- _Passage_:
::::::

After meeting with top insurance company executives this week, Governor Andrew M. Cuomo announced a series of measures to expedite the payment of claims for New Yorkers affected by Hurricane Sandy and launched a new online report card system, www.NYInsure.ny.gov, to hold insurance companies accountable.
At the Governor’s direction, the Department of Financial Services (DFS) issued a new regulation that will cut by more than half the amount of time insurers have to send adjusters to homes and businesses to inspect claims, thereby helping consumers receive their payments sooner. In addition, Governor Cuomo signed an executive order that will allow for expedited, temporary licenses to be issued to qualified out-of-state public insurance adjusters, increasing the number of adjusters available to New York consumers to help get their claim settlements faster. Finally, at the Governor’s direction, the DFS will publish report cards assessing insurance companies’ performance in responding to the disaster and paying claims. The report cards will be published on a new website, www.NYInsure.ny.gov, which the Governor launched today. The website will be updated regularly.
“In the wake of Hurricane Sandy, it is vital that New Yorkers receive their claim settlements as soon as possible, so that they can rebuild their homes, businesses and lives,” said Governor Cuomo. “There simply is no substitute for speed when it comes to insurance payouts after a storm. We must do everything possible to make sure we hold insurance companies accountable to their customers. Today’s actions do just that.”
Benjamin M. Lawsky, Superintendent of Financial Services, said, “The performance of insurance companies after a storm like Sandy is incredibly important. Homeowners and businesses have the right to know how their insurers are performing and how quickly the companies are handling claims.”

::::::

- _Dataset content_:
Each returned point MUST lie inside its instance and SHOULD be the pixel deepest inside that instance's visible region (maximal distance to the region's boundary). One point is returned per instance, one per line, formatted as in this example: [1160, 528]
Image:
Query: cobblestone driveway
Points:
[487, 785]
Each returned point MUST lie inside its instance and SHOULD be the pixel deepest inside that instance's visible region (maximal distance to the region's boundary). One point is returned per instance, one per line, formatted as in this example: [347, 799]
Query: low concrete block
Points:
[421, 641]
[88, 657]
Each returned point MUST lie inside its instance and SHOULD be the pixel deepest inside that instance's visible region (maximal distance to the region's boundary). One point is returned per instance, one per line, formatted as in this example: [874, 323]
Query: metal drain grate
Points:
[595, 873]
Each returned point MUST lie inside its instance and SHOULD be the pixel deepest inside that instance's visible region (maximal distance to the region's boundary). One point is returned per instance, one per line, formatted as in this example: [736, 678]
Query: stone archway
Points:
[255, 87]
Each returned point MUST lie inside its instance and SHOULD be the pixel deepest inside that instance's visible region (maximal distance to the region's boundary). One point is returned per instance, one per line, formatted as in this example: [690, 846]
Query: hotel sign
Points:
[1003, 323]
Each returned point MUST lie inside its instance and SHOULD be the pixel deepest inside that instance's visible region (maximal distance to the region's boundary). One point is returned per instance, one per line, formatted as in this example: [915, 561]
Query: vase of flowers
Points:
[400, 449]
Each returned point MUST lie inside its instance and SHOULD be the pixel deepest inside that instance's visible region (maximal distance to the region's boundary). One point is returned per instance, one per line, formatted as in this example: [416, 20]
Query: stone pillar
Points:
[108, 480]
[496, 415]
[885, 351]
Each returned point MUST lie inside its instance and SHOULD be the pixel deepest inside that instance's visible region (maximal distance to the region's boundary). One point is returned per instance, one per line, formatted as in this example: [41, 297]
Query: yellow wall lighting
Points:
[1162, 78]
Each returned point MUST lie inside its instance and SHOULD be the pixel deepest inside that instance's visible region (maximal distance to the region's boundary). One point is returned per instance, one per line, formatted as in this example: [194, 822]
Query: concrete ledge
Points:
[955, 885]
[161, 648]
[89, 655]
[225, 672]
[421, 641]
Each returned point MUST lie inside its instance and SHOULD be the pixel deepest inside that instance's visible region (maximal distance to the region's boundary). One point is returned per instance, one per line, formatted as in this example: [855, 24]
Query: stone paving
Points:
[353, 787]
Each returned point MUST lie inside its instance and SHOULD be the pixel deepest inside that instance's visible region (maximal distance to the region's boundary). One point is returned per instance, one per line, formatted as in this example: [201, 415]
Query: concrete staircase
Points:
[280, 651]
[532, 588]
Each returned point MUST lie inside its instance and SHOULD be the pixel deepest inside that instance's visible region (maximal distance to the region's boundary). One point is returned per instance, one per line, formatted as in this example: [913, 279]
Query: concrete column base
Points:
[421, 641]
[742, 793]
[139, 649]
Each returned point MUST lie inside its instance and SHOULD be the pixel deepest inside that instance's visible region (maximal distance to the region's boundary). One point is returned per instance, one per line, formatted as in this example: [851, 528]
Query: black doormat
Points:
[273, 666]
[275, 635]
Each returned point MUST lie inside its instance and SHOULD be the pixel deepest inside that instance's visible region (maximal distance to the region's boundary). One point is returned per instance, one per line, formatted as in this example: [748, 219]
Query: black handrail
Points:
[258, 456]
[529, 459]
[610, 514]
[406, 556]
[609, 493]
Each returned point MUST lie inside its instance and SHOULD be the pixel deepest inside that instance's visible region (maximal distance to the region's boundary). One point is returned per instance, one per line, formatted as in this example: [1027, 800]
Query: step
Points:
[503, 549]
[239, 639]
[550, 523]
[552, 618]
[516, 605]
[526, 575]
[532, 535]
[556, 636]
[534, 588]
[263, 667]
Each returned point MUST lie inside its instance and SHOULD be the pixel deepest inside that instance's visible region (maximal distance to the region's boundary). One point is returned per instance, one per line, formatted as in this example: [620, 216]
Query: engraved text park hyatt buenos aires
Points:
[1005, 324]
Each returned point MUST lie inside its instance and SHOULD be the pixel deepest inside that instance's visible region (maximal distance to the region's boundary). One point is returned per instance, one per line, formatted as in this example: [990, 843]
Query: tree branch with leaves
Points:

::::::

- _Problems_:
**A)** Can you print the full Hurricane Sandy insurance announcement, word for word?
**B)** Could you arrange everything in the records from the line containing "example: [990, 843]" down to the end of the records, both ends included, as a numbered list without blank lines?

- _Outputs_:
**A)**
After meeting with top insurance company executives this week, Governor Andrew M. Cuomo announced a series of measures to expedite the payment of claims for New Yorkers affected by Hurricane Sandy and launched a new online report card system, www.NYInsure.ny.gov, to hold insurance companies accountable.
At the Governor’s direction, the Department of Financial Services (DFS) issued a new regulation that will cut by more than half the amount of time insurers have to send adjusters to homes and businesses to inspect claims, thereby helping consumers receive their payments sooner. In addition, Governor Cuomo signed an executive order that will allow for expedited, temporary licenses to be issued to qualified out-of-state public insurance adjusters, increasing the number of adjusters available to New York consumers to help get their claim settlements faster. Finally, at the Governor’s direction, the DFS will publish report cards assessing insurance companies’ performance in responding to the disaster and paying claims. The report cards will be published on a new website, www.NYInsure.ny.gov, which the Governor launched today. The website will be updated regularly.
“In the wake of Hurricane Sandy, it is vital that New Yorkers receive their claim settlements as soon as possible, so that they can rebuild their homes, businesses and lives,” said Governor Cuomo. “There simply is no substitute for speed when it comes to insurance payouts after a storm. We must do everything possible to make sure we hold insurance companies accountable to their customers. Today’s actions do just that.”
Benjamin M. Lawsky, Superintendent of Financial Services, said, “The performance of insurance companies after a storm like Sandy is incredibly important. Homeowners and businesses have the right to know how their insurers are performing and how quickly the companies are handling claims.”

**B)**
1. Each returned point MUST lie inside its instance and SHOULD be the pixel deepest inside that instance's visible region (maximal distance to the region's boundary). One point is returned per instance, one per line, formatted as in this example: [990, 843]
2. Query: tree branch with leaves
3. Points:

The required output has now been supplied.